## JOB
Carry on the worked solution about simple harmonic motion and the pendulum from the point where it stops.

Example 3: Answer the following questions :

(a) Time period of a particle in SHM depends on the force constant \(k\) and mass \(m\) of the particle:
\(T=2 \pi \sqrt{\frac{m}{k}}\). A simple pendulum executes SHM approximately. Why then is the time period of a pendulum independent of the mass of the pendulum?
(b) The motion of a simple pendulum is approximately simple harmonic for small angle oscillations. For larger angles of oscillation, a more involved analysis
shows that \(T\) is greater than \(2 \pi \sqrt{\frac{l}{g}}\). Think of a qualitative argument to appreciate this result.
(c) A man with a wristwatch on his hand falls from the top of a tower. Does the watch give the correct time during the free fall?
(d) What is the frequency of oscillation of a simple pendulum mounted in a cabin that is freely falling under gravity?

Solution:

(a) In the case of a spring, \(\dot{k}\) does not depend upon \(m\). However, in case of a simple pendulum, \(k\) is directly proportional to \(m\) and hence the ratio \(\frac{m}{k}\) is a constant quantity.
(b) The restoring force for the bob of the pendulum is given by
\(
F=-m g \sin \theta
\)
If \(\theta\) is small, then \(\sin \theta=\theta=\frac{y}{l} \quad \therefore \quad F=-\frac{m g}{l} y\)
i.e., the motion is simple harmonic and time period is \(T=2 \pi \sqrt{\frac{l}{g}}\).
Clearly, the above formula is obtained only if we apply the approximation \(\sin \theta \approx \theta\).

## EXTRACTED RECORDS
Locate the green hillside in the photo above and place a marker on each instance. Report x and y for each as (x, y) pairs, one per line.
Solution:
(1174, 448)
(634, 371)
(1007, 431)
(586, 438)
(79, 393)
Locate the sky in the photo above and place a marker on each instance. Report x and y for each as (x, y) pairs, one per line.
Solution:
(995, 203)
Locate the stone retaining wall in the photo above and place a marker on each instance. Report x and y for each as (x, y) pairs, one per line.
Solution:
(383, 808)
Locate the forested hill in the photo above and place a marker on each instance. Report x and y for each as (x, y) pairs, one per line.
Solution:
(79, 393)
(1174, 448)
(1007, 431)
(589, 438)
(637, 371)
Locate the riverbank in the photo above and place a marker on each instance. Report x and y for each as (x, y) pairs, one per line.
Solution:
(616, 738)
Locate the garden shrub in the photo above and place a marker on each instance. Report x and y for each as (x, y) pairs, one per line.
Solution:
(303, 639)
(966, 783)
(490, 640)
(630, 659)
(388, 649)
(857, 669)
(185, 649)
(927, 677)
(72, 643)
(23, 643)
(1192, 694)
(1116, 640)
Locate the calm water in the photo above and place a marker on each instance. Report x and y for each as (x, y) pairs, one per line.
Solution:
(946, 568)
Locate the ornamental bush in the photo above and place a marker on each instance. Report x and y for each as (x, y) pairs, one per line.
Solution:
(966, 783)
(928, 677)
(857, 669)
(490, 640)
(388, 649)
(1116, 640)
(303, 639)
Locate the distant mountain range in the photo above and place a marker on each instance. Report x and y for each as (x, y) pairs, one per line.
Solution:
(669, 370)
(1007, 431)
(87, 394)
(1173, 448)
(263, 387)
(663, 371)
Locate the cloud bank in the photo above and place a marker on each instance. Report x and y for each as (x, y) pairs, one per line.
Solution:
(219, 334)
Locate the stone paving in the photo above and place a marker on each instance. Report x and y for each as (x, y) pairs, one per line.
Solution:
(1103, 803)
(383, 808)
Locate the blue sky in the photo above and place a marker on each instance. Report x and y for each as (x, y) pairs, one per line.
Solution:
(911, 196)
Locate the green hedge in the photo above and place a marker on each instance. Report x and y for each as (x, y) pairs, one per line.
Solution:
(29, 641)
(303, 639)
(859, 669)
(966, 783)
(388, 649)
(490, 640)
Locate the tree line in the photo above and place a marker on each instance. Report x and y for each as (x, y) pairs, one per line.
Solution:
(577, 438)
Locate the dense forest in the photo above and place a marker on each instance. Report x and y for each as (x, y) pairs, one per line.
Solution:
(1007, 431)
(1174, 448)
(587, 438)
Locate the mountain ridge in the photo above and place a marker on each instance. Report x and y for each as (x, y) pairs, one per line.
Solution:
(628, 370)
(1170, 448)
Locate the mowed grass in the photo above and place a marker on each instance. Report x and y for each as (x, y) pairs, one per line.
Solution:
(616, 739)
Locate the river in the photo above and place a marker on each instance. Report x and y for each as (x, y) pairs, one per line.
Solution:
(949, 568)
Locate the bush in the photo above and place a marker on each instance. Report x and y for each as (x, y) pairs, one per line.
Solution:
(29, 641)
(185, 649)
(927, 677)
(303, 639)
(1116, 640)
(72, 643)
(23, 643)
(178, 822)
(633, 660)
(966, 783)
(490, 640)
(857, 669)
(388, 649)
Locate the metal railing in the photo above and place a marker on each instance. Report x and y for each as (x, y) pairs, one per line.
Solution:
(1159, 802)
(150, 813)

## RIGHT ANSWER
For large angles, this approximation is not valid, and \(T\) is greater than \(2 \pi \sqrt{\frac{l}{g}}\).
(c) The wristwatch uses an electronic system or spring system to give the time, which does not change with acceleration due to gravity. Therefore, the watch gives the correct time.
(d) During the free fall of the cabin, the acceleration due to gravity is zero. Therefore, the frequency of oscillations is also zero i.e., the pendulum will not vibrate at all.

Example 4: A cylindrical piece of cork of density of base area \(A\) and height \(h\) floats in a liquid of density \(\rho_l\). The cork is depressed slightly and then released. Show that the cork oscillates up and down simple harmonically with a period
\(
T=2 \pi \sqrt{\frac{h \rho}{\rho_l g}}
\)
where \(\rho\) is the density of cork. (Ignore damping due to the viscosity of the liquid).

Solution:

Say, initially in equilibrium, \(y\) height of the cylinder is inside the liquid. Then, the Weight of the cylinder = upthrust due to the liquid displaced
\(\therefore \quad A h \rho g=A y \rho g\)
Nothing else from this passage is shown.